Aufgabenstellung:
Fassen Sie den Text über Andreas Ruhl in zwei Sätzen zusammen.

Dokumenttext:
Musiker, Dezernent und Präsident in Schwerin

Andreas Ruhl hat als ehemaliger Sozialdezernent Vieles auf den Weg gebracht

Andreas Ruhl spielt Gitarre, sprach im Vatikan über die Flüchtlingskrise, ist Präsident des FC Mecklenburg und schaut als ehemaliger Sozial- und Sportdezernent auf Schwerin, Fotos: maxpress
Andreas Ruhl spielt Gitarre, sprach im Vatikan über die Flüchtlingskrise, ist Präsident des FC Mecklenburg und schaut als ehemaliger Sozial- und Sportdezernent auf Schwerin, Fotos: maxpress

Schwerin • Andreas Ruhl spielt leidenschaftlich gern Gitarre, sprach im Vatikan über die Flüchtlingskrise, will als Präsident des FC Mecklenburg doch noch die Fußballvereine zusammenführen und schaut vor allem als ehemaliger Sozial- und Sportdezernent auf Schwerin.

Andreas Ruhl hat mit und unter allen Oberbürgermeistern in Schwerin nach der Wende gearbeitet. Er hat viel eingebracht, gelernt und zum Schluss als Dezernent für Soziales und Sport auf den Weg gebracht. Zur Ruhe setzt er sich nicht. Ehrenamtlich engagiert er sich im Sozialen und im Sport weiterhin. hauspost-Redaktionsleiterin Marie-Luisa Lembcke hat nachgefragt.

hauspost: Wie sozial ist Schwerin aufgestellt?
Andreas Ruhl: Es gibt keine Stadt in Mecklenburg-Vorpommern, die so hohe soziale Probleme hat, was Kinderarmut, Hilfen zur Erziehung, Arbeitslosigkeit und Jugendarbeitslosigkeit anbelangt. Der soziale Problemdruck in Schwerin ist extrem hoch. Wir haben es bisher geschafft, weil wir ganz engagierte Verwaltungsleute und tolle, kreative soziale Träger haben. Das ist außergewöhnlich. Was mich am meisten beeindruckt hat, ist, was in Schwerin in einer Krise möglich ist. Dann geht alles. Schwerin kriegt das hin. Weil wir gute Leute haben.

hauspost: In welcher Krise hat sich das besonders gut gezeigt?

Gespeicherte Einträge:

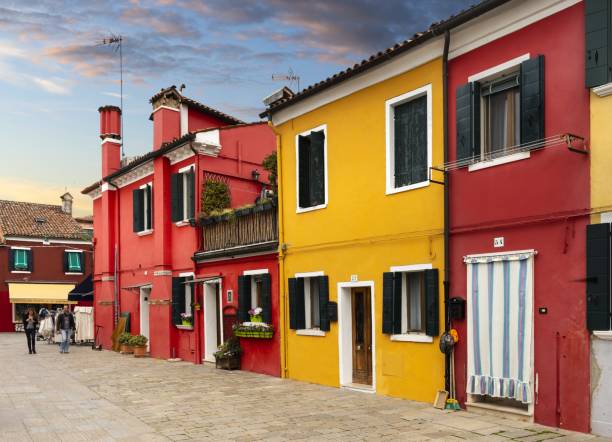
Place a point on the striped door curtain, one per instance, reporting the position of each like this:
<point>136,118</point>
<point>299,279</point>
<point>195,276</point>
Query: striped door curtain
<point>500,325</point>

Lösung:
Andreas Ruhl, ehemaliger Sozial- und Sportdezernent in Schwerin, hat nach der Wende mit und unter allen Oberbürgermeistern der Stadt gearbeitet und engagiert sich weiterhin ehrenamtlich im Sozialen und im Sport, unter anderem als Präsident des FC Mecklenburg. Im Gespräch mit der hauspost sagt er, keine Stadt in Mecklenburg-Vorpommern habe so hohe soziale Probleme wie Schwerin, doch dank engagierter Verwaltungsleute und kreativer sozialer Träger bewältige die Stadt auch Krisen.